• _SELECTED EXCERPT_:
BEGIN
Noirs One
About Noirs One
Based out of: St. Petersburg
as a graphic designer and muralist for eight years. Noirs One is best known for juxtaposing patterns found in
urban environments, from geometric and structural, to floral and organic. His work aims to bring attention to the
beauty that can exist in monotony.
About the Mural
This colorful, brash abstract work brightens the I-175 South branch of the freeway. But the cars merging onto the interstate miss it. This mural by Noirs One (pronounced “Norse”) decorates the outside of the overpass, facing the buildings just north of the freeway – at 500 Delmar Terrace South. The curves of All Children’s Hospital rise up behind the mural, just across the interstate.The address is a little tricky. Delmar Terrace is sandwiched between 5th Avenue South and 4th Avenue South. The mural is on that street, between 5th Street and 6th Street South, before Delmar Terrace dead-ends into 4th Street.
The interstate spreads out above you, at the top of a grassy embankment. Aqua, gold, rich red and orange, white and blues and pink. Straight lines and diagonals and zig zags, arcs and interlocking circles. It’s a bold celebration of colors and shapes, only 6 feet high but a sprawling hundred and 20 feet long.
END
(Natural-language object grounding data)
BEGIN
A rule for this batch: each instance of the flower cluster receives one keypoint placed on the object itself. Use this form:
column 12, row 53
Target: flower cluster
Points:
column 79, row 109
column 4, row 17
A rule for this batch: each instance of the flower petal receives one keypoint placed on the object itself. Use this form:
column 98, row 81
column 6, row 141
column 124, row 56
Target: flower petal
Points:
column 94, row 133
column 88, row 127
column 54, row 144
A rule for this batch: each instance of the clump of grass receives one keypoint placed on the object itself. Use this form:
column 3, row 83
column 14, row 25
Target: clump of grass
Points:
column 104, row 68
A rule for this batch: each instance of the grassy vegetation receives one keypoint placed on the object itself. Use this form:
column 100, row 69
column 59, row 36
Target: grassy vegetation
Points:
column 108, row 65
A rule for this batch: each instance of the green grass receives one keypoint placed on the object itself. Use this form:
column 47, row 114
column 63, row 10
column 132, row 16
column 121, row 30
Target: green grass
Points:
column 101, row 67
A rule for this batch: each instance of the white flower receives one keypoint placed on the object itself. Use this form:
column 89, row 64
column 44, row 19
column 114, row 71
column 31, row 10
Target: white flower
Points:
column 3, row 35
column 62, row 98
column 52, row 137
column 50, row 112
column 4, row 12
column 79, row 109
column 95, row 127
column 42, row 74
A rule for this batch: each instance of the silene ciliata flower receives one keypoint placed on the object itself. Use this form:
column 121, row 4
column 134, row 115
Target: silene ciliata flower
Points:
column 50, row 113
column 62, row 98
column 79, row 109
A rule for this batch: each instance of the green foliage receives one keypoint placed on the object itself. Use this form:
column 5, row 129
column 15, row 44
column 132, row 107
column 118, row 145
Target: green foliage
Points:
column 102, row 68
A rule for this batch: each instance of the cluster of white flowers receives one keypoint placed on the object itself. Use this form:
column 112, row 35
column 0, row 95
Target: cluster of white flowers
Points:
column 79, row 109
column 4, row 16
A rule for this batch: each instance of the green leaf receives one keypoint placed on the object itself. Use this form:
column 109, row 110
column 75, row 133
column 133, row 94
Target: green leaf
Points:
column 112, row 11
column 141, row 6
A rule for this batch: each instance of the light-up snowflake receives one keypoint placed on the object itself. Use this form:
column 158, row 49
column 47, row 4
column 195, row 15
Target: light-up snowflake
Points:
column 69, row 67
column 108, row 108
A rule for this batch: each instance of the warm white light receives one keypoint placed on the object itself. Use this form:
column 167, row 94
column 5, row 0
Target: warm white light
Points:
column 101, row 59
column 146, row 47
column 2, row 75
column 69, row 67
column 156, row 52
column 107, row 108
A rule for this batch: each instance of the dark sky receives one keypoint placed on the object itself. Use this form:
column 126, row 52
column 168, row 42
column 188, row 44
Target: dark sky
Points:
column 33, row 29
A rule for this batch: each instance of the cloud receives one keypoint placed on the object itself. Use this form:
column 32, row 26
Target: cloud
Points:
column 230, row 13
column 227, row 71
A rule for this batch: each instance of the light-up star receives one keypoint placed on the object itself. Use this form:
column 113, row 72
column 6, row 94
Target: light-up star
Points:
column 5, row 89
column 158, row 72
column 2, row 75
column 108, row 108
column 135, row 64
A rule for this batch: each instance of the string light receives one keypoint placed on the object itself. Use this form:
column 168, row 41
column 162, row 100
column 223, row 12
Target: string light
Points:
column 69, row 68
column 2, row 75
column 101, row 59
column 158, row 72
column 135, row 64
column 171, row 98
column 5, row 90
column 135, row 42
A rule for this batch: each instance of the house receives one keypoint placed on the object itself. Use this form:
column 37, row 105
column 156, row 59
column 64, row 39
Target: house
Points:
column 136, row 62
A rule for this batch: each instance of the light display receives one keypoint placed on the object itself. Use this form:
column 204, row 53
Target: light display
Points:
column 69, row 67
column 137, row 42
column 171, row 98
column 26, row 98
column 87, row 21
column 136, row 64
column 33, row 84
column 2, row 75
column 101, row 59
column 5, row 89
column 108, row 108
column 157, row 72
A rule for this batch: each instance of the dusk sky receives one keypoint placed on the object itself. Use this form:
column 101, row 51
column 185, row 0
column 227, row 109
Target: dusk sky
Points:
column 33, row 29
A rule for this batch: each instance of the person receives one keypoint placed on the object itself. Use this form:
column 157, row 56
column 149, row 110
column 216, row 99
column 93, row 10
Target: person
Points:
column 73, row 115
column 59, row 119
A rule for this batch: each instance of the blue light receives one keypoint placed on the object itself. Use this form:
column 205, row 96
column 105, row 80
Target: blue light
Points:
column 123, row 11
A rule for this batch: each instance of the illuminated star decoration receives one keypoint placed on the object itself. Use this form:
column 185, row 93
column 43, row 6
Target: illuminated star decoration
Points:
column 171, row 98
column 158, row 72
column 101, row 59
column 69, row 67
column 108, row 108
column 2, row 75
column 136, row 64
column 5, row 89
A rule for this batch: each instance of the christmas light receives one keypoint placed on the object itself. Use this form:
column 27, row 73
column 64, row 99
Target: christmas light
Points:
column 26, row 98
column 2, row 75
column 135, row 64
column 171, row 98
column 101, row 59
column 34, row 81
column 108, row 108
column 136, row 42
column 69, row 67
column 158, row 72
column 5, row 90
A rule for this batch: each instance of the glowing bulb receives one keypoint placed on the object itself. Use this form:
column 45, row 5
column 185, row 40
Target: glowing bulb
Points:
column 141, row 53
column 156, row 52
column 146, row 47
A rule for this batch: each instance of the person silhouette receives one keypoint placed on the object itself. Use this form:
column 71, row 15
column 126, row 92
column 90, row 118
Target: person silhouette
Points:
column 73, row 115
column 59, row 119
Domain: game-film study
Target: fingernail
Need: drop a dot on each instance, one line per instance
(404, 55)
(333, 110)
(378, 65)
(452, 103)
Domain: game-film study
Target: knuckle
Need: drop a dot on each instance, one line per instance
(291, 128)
END
• _PROBLEM STATEMENT_: Reproduce the Noirs One mural text starting at the words "About the Mural" and ending after "into 4th Street.", renaming "freeway" as "highway". Use only the text about the Noirs One mural.

• _TASK RESPONSE_:
About the Mural
This colorful, brash abstract work brightens the I-175 South branch of the highway. But the cars merging onto the interstate miss it. This mural by Noirs One (pronounced “Norse”) decorates the outside of the overpass, facing the buildings just north of the highway – at 500 Delmar Terrace South. The curves of All Children’s Hospital rise up behind the mural, just across the interstate.The address is a little tricky. Delmar Terrace is sandwiched between 5th Avenue South and 4th Avenue South. The mural is on that street, between 5th Street and 6th Street South, before Delmar Terrace dead-ends into 4th Street.